Fernando Gabeira: As raízes intelectuais da tragédia ianomâmi

A visão negacionista de Bolsonaro, e infelizmente de muitos militares, se articulou com o catequismo evangélico

Os mais novos não se lembram da grande fome na antiga Biafra, que pertenceu à Nigéria. Eram impressionantes as imagens das crianças, com os ossos salientes na pele. Na verdade, uma antevisão da morte, pois assim ficamos quando repousamos para sempre. É difícil aceitar que imagens semelhantes apareçam agora no Norte do Brasil: esquálidas crianças ianomâmis sendo resgatadas às pressas.

Meu primeiro contato com os ianomâmis foi na Suécia, quando estudava antropologia. Era um documentário sobre um povo altivo. Na volta ao Brasil, pude visitar algumas aldeias remotas ianomâmis, na condição de deputado, usando helicópteros do Exército. Naquele momento, o governo Fernando Collor já tinha demarcado os 181 mil quilômetros quadrados do território ianomâmi. Mas sempre houve contestação. A mais simples era esta: não é muita terra para pouca gente? Temos visões diferentes. Nem todas as áreas são para a produção, algumas são apenas sagradas.

Desafio 1: De acordo com o texto sobre a tragédia ianomâmi, qual extensão do território ianomâmi o governo Fernando Collor havia demarcado?
O texto e as entradas constituem materiais independentes entre si.

Rótulos de pontos de objetos:
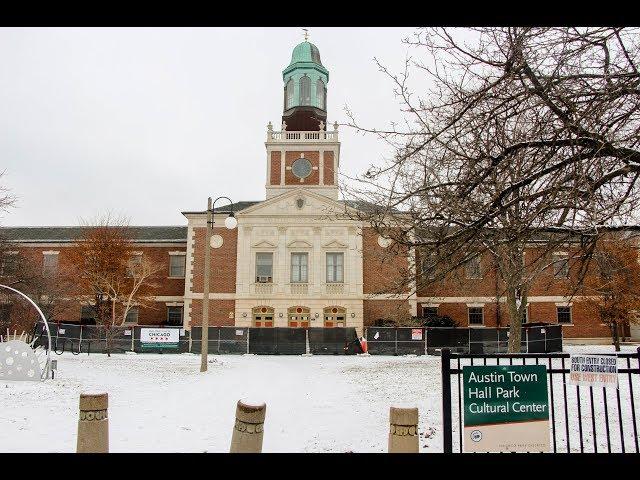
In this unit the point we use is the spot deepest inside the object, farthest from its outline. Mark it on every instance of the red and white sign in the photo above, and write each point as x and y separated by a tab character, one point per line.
159	335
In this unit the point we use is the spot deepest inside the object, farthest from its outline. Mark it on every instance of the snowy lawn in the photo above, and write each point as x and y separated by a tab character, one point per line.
162	403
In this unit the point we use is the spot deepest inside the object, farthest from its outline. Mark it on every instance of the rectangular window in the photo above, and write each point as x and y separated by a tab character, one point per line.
177	265
264	267
335	267
134	263
9	264
429	266
472	268
476	316
174	316
5	312
88	314
49	264
429	312
560	265
299	267
564	314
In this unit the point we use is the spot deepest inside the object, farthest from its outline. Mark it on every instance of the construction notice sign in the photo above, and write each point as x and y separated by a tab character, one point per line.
594	370
506	408
159	338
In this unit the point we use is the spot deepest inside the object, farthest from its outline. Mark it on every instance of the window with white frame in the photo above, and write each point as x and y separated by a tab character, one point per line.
335	267
564	314
476	316
88	314
299	267
428	266
177	265
132	316
49	264
175	315
134	263
560	265
473	268
429	312
9	263
264	267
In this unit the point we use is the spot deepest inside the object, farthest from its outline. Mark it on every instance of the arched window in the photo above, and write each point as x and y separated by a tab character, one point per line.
321	94
305	91
298	317
262	316
335	317
289	95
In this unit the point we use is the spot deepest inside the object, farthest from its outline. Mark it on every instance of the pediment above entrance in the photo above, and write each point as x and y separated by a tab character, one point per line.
264	244
334	244
299	244
299	202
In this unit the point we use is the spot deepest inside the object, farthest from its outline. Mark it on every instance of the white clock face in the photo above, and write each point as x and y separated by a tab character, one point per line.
301	168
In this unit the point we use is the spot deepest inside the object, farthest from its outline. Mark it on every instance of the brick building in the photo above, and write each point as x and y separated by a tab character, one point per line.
295	259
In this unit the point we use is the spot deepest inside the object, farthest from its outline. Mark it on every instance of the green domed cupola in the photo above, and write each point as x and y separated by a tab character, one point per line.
305	89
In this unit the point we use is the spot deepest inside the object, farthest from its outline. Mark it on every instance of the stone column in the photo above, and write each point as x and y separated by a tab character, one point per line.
248	429
93	423
403	431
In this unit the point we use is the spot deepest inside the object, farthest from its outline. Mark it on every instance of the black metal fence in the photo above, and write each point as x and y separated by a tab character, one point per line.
582	419
487	340
296	341
74	338
222	340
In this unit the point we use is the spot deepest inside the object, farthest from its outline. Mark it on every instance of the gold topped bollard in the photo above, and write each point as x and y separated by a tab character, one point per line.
403	430
93	423
248	429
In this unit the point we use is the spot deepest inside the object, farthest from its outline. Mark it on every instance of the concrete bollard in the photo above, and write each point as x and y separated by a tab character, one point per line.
403	430
248	429
93	423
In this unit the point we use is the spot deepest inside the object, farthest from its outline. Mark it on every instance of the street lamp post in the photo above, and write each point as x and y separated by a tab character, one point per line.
230	222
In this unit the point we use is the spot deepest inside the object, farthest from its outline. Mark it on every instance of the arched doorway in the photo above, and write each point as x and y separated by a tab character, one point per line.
299	317
335	317
262	316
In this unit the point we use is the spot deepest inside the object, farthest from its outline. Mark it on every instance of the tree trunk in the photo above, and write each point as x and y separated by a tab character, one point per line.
515	324
614	334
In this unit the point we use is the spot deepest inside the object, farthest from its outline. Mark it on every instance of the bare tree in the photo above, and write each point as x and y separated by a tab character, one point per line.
612	291
107	273
526	141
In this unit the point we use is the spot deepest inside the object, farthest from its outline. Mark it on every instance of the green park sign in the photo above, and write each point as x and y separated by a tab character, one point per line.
506	408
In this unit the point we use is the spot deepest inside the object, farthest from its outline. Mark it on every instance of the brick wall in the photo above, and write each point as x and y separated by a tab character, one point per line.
274	177
313	157
381	267
384	309
65	286
329	171
219	312
223	261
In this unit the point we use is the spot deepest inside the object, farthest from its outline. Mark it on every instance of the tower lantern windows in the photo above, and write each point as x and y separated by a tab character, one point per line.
305	90
321	94
289	94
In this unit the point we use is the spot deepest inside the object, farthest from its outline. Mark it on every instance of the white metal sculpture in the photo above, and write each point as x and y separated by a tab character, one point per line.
19	360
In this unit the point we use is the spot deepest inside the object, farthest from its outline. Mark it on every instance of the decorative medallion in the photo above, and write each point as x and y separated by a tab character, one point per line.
384	242
301	168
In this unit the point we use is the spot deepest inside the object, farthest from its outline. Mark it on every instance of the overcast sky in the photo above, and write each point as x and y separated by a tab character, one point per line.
148	122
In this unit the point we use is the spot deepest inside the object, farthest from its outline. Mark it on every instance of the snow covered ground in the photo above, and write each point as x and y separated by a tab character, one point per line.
162	403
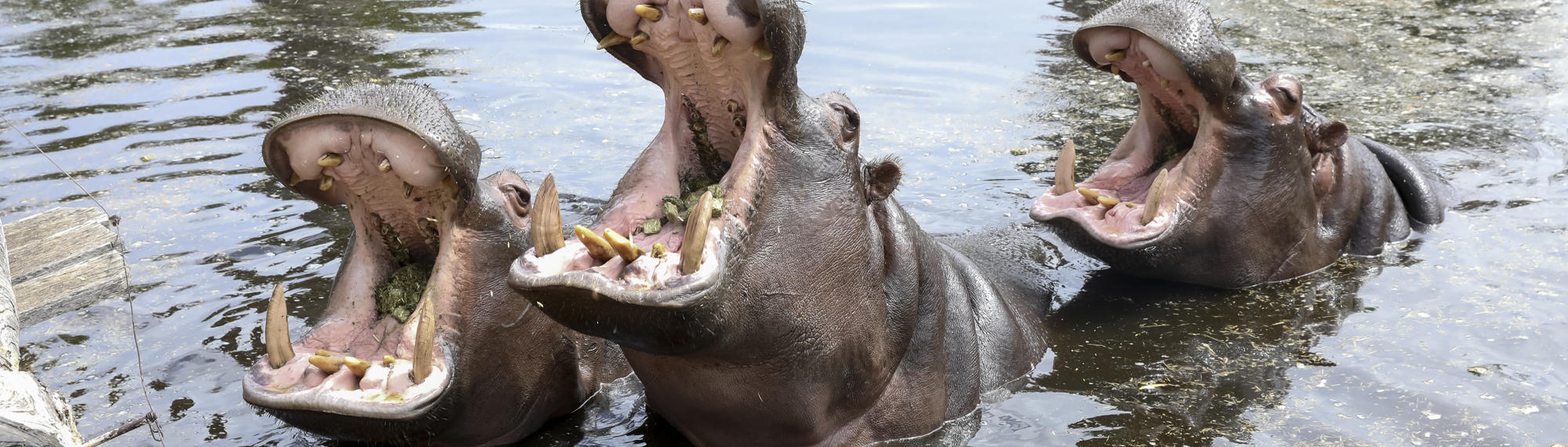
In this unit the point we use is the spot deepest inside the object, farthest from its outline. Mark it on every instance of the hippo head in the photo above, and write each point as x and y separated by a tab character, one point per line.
408	347
1221	181
739	136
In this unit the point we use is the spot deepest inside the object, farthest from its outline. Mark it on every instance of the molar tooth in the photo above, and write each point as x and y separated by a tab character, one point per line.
330	161
653	15
761	51
426	340
327	365
623	247
597	245
546	228
1089	195
697	234
357	366
277	330
1065	178
1156	195
612	40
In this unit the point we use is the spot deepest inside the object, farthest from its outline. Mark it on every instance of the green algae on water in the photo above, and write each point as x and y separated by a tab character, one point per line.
402	293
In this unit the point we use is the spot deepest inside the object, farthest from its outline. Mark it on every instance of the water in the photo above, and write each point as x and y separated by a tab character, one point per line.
1451	340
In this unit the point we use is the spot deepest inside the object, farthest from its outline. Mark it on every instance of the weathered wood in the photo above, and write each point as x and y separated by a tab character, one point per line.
62	261
10	327
31	415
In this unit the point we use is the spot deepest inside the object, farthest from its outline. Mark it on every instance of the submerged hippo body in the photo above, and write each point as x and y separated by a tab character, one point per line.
1224	181
423	343
808	310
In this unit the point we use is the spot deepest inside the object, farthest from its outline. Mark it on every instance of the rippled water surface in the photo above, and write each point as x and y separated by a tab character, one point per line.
159	109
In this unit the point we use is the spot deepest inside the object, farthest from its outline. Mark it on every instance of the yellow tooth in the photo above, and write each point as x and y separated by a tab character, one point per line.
612	40
761	51
327	365
597	245
623	247
1152	206
546	227
277	330
697	234
1065	178
330	161
426	340
653	15
1089	195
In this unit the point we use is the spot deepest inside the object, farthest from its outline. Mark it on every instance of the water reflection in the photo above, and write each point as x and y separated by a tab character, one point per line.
1183	365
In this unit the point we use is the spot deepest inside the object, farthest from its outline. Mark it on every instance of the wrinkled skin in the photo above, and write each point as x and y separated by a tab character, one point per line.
501	369
822	314
1261	187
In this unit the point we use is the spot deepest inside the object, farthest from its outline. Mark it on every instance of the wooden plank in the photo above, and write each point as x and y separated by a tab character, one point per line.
70	289
31	413
10	327
46	225
60	252
64	260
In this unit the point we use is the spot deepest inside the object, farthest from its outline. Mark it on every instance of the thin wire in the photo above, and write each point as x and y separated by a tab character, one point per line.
136	341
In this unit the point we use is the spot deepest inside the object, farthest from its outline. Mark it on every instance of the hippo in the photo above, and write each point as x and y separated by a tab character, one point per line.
421	341
764	283
1222	181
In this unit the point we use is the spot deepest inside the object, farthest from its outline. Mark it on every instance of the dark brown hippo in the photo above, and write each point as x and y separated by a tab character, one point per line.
1224	181
423	343
766	286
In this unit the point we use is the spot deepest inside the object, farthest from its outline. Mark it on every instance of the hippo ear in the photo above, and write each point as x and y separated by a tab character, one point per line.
882	178
1329	137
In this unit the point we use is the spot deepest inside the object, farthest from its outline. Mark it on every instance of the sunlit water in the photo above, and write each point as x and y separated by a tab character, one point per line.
159	111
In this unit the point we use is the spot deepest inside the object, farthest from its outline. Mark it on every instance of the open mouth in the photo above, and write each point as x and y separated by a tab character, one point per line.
688	197
376	352
1160	167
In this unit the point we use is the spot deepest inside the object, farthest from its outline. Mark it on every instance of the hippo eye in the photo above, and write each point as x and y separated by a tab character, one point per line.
521	200
852	122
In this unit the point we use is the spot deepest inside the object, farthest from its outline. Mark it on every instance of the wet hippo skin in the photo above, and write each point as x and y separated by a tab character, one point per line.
421	343
777	293
1224	181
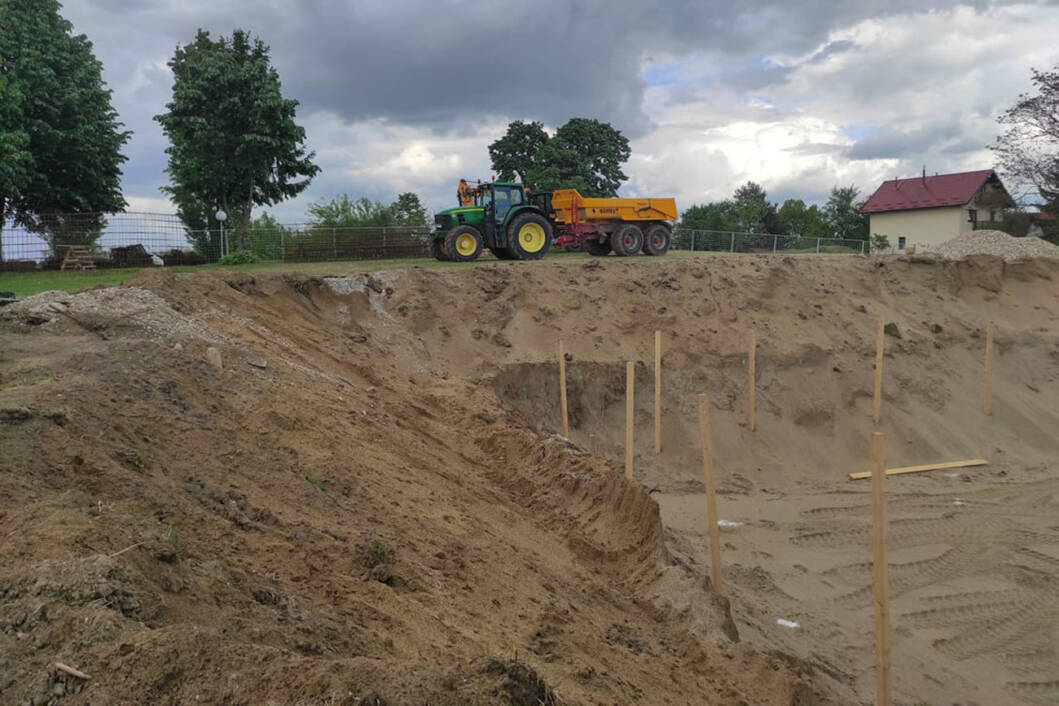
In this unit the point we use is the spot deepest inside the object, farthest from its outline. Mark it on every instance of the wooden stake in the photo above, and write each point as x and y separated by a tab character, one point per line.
987	397
881	569
877	406
707	475
751	386
658	392
630	381
925	467
562	391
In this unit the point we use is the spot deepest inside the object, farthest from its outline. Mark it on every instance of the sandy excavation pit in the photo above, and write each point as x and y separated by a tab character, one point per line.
370	504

Desafio 2: Informe somente o número de linhas das entradas que contêm a palavra "bollard", considerando a distinção entre maiúsculas e minúsculas.

Solução do problema 1: 181 mil quilômetros quadrados.

Solução do problema 2: 2